== Instruction ==
Please print the data below verbatim, keeping every line unchanged.

== Provided material ==
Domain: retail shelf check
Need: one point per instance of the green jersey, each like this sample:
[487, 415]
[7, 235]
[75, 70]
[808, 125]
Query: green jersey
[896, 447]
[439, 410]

== Right answer ==
Domain: retail shelf check
Need: one point per instance of the green jersey, each like this sample:
[487, 415]
[7, 235]
[75, 70]
[808, 125]
Query: green jersey
[896, 447]
[439, 410]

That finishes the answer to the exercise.